> [Short exercise A]:
Tally the lines in the records below that contain the string "wispy", with case counting. Reply with the number alone.

> [Excerpt]:
10G Data Pump Part 1 - Features and Benefits
Now that I've used Data Pump, I found out that the improvements go far beyond mere performance enhancements. In part 1 of this multi-part series on the Data Pump toolsets, I'll cover some of the new features and functionalities the utility provides. In upcoming blogs, we'll take a look at the data pump architecture and compare the toolset to its ancestors Export and Import.
I thought I would start the series off by providing you with a laundry list of benefits the new utility provides. This is only a partial set of features. If you would like to chime in with a few of your own or you have some helpful hints (or warnings) to provide, please feel free to respond with a comment.
The intent of this blog is to generate interest in the Data Pump utilities. In my next blog, I'll continue our discussion on Data Pump by providing you with a general overview of its architecture and finish the series by showing you how to use Data Pump. I'll provide a few examples and screen shots to enhance the learning process along the way.
Before we begin let's look at a very quick example of a Data Pump Export command line:
expdp foot/foot directory=export_dir dumpfile=expfull.dmp logfile=expfull.log full=y
"expdp" tells the operating system to run the Data Pump Export utility. The parameters that follow are used to control the job's execution. In our example, the account and password are both "foot", the file that will contain the output data is "expfull.dmp", the logfile is"expfull.log" , and a full database export will be performed.
Most of the parameters are simple, but a further explanation of the DIRECTORY parameter is in order. Because a Data Pump job is executed in the database, you must create a directory using a SQL statement on the database being accessed. If you don't pre-create the directory, Oracle provides a default directory called DATA_PUMP_DIR. That means that users are unable to fully qualify the output file and log file as they were able to do in the non Data Pump versions of Export and Import. You specify a fully qualified directory on the server when you create the new database directory object and then you must grant access to that directory. I'll show you examples of this in next week's blog.

> [Records for processing]:
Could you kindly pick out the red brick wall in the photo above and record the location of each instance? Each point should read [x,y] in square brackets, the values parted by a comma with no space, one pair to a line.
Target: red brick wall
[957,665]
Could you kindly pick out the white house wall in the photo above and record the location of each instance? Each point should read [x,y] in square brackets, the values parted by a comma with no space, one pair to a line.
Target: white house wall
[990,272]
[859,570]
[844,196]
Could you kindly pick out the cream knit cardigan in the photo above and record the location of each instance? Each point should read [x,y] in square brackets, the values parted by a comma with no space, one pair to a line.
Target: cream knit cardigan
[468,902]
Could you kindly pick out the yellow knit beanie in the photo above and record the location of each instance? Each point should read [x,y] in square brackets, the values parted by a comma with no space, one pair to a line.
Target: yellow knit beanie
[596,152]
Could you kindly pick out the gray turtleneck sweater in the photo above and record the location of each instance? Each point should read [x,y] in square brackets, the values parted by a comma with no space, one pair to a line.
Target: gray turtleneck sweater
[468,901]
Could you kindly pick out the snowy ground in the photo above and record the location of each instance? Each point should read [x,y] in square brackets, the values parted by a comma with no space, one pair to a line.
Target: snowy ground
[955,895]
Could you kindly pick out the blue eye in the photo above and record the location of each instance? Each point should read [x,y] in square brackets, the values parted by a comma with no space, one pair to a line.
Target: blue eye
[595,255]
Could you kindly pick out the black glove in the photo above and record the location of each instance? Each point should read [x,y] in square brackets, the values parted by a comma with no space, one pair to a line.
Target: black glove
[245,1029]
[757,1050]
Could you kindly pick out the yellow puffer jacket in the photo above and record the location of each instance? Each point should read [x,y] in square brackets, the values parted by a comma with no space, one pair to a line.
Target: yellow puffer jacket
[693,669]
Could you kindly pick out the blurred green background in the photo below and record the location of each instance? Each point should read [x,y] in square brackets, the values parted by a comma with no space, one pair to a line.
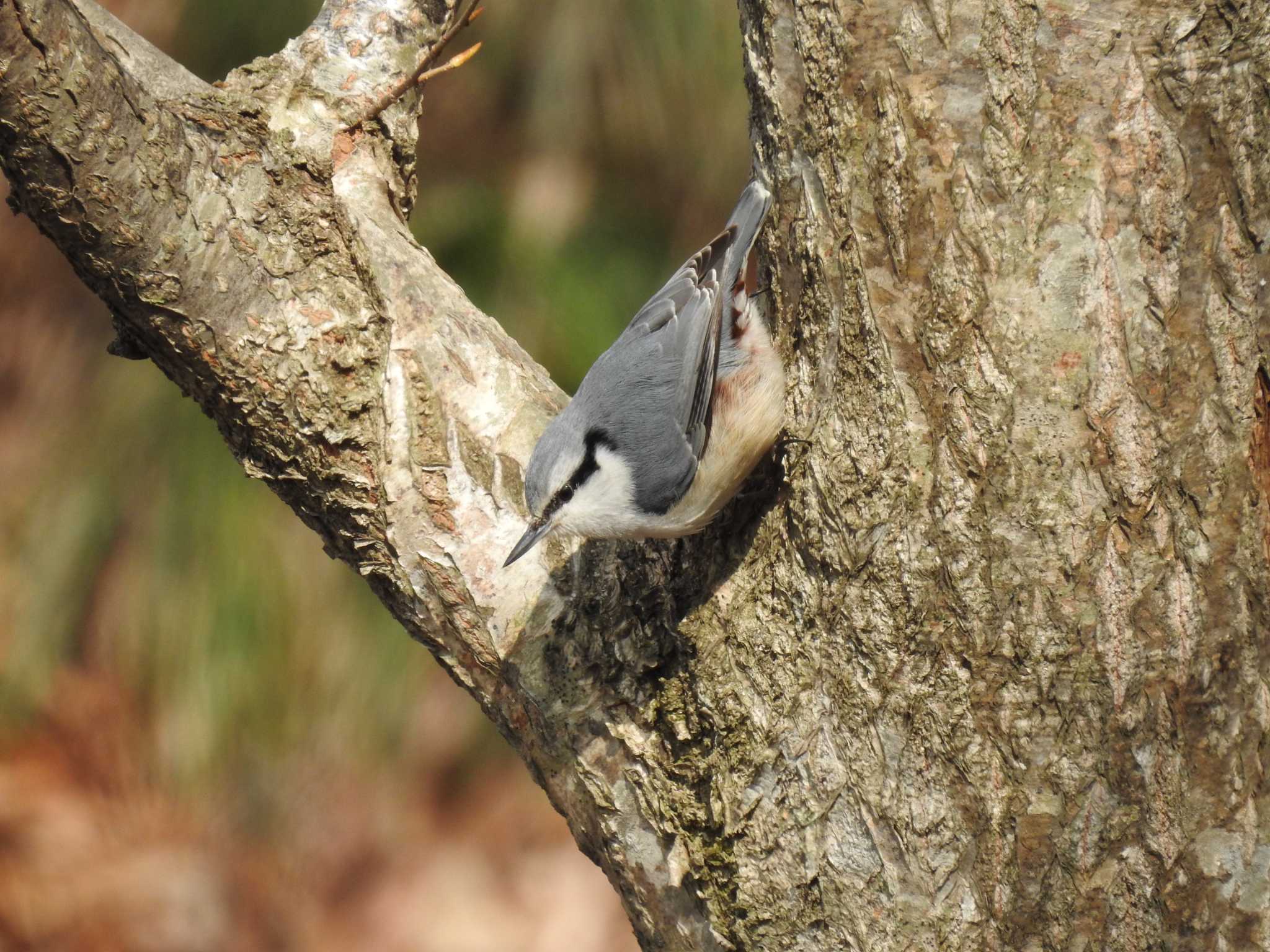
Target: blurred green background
[211,735]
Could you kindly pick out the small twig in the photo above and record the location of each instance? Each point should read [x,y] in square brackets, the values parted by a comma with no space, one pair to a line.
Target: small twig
[453,64]
[468,13]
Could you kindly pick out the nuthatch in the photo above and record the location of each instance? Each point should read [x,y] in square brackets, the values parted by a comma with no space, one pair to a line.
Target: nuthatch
[671,419]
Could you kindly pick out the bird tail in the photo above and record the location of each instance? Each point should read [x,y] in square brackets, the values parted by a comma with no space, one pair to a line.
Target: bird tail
[747,218]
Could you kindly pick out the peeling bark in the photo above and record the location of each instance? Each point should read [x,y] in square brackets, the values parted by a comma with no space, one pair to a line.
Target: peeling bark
[980,666]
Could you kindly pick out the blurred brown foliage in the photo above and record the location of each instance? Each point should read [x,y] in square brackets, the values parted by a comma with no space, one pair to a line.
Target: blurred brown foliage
[211,735]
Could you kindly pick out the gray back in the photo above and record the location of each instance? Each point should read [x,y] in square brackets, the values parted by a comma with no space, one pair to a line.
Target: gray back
[649,394]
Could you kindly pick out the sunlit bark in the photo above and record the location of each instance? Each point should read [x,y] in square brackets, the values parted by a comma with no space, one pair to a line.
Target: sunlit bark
[981,664]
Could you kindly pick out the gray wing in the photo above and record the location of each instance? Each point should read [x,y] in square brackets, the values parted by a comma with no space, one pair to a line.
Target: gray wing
[685,319]
[653,387]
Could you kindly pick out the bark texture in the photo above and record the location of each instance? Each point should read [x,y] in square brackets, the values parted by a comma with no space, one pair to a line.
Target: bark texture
[981,666]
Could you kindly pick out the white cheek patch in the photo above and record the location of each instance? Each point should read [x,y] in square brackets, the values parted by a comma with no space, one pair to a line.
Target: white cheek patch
[603,507]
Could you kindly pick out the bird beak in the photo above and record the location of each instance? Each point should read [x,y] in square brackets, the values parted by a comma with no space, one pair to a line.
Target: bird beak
[536,531]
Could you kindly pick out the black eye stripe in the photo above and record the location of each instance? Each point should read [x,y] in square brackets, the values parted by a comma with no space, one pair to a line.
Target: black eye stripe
[585,471]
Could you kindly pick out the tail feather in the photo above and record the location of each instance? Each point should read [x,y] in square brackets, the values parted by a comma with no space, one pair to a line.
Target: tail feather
[747,218]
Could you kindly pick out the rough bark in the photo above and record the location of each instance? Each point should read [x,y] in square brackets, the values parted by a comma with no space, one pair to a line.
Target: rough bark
[982,664]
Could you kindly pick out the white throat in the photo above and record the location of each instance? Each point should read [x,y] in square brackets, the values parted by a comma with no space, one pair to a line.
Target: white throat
[605,505]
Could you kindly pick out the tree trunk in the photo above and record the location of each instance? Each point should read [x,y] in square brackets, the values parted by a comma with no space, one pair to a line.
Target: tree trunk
[978,666]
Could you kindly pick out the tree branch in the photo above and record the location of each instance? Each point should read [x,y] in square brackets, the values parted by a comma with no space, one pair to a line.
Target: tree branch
[257,252]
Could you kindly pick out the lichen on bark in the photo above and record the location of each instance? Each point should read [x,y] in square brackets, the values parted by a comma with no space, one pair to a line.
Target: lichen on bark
[978,660]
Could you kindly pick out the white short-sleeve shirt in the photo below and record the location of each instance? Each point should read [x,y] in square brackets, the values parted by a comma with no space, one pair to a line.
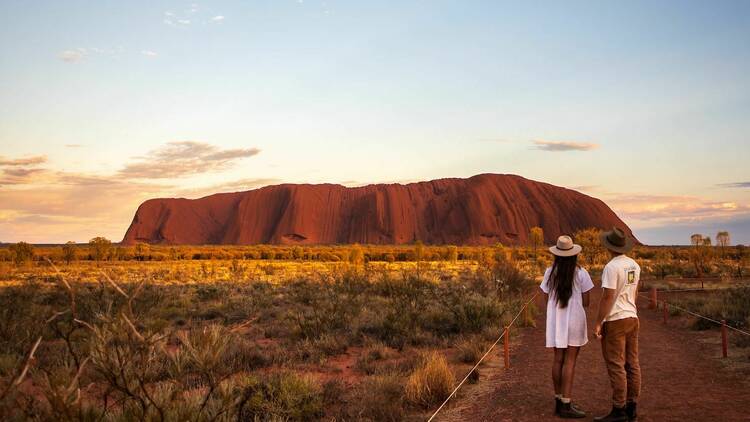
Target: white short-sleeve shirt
[622,274]
[567,326]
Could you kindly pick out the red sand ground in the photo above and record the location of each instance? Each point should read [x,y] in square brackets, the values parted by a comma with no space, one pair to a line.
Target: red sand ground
[683,379]
[481,210]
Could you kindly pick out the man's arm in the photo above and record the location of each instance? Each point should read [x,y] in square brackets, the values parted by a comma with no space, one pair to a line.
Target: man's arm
[605,305]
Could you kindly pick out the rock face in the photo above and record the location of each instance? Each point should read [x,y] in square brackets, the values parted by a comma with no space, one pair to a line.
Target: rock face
[481,210]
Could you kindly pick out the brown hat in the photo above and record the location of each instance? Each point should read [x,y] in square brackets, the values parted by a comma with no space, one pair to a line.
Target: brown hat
[565,247]
[616,240]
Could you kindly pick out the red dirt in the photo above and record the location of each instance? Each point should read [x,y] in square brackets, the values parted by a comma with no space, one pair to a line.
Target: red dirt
[684,379]
[480,210]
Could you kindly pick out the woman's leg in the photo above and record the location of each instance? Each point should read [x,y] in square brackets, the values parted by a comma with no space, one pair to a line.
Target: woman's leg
[568,370]
[557,367]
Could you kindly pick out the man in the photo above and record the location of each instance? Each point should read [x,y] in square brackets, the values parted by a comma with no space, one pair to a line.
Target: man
[617,326]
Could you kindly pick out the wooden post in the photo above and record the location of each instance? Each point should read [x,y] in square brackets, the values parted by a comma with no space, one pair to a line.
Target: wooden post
[507,347]
[525,316]
[653,303]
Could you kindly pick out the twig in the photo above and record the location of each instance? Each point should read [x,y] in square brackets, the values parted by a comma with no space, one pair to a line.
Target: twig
[57,314]
[132,327]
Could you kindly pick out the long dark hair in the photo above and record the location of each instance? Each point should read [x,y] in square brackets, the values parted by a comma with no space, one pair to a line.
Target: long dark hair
[561,278]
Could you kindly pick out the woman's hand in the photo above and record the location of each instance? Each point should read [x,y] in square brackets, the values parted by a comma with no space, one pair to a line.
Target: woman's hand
[598,330]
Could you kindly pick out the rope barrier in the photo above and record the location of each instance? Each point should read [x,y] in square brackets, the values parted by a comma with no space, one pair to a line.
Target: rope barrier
[687,311]
[453,393]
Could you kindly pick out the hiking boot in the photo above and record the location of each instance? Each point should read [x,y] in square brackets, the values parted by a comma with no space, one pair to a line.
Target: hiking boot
[616,415]
[568,411]
[630,411]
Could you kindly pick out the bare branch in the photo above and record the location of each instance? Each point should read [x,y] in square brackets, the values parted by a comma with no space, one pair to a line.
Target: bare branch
[22,375]
[57,314]
[132,327]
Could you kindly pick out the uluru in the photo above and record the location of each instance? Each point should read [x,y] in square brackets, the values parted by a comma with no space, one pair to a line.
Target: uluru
[479,210]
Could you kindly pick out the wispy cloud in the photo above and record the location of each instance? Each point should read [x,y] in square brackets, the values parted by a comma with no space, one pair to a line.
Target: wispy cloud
[17,176]
[184,158]
[735,185]
[654,210]
[73,56]
[193,14]
[28,161]
[561,146]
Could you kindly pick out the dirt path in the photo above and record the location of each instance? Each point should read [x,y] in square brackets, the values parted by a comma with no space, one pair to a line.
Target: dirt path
[683,379]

> [Short exercise B]:
Summarize the Data Pump post above in two sentences.

> [Worked answer A]:
2

> [Worked answer B]:
The post opens a multi-part series on the Data Pump utility by listing some of its features, with later installments planned on its architecture, a comparison with Export and Import, and how to use it. It walks through a sample expdp command for a full database export and explains that the DIRECTORY parameter requires a directory object created with SQL in the database and granted access, or else Oracle's default DATA_PUMP_DIR is used.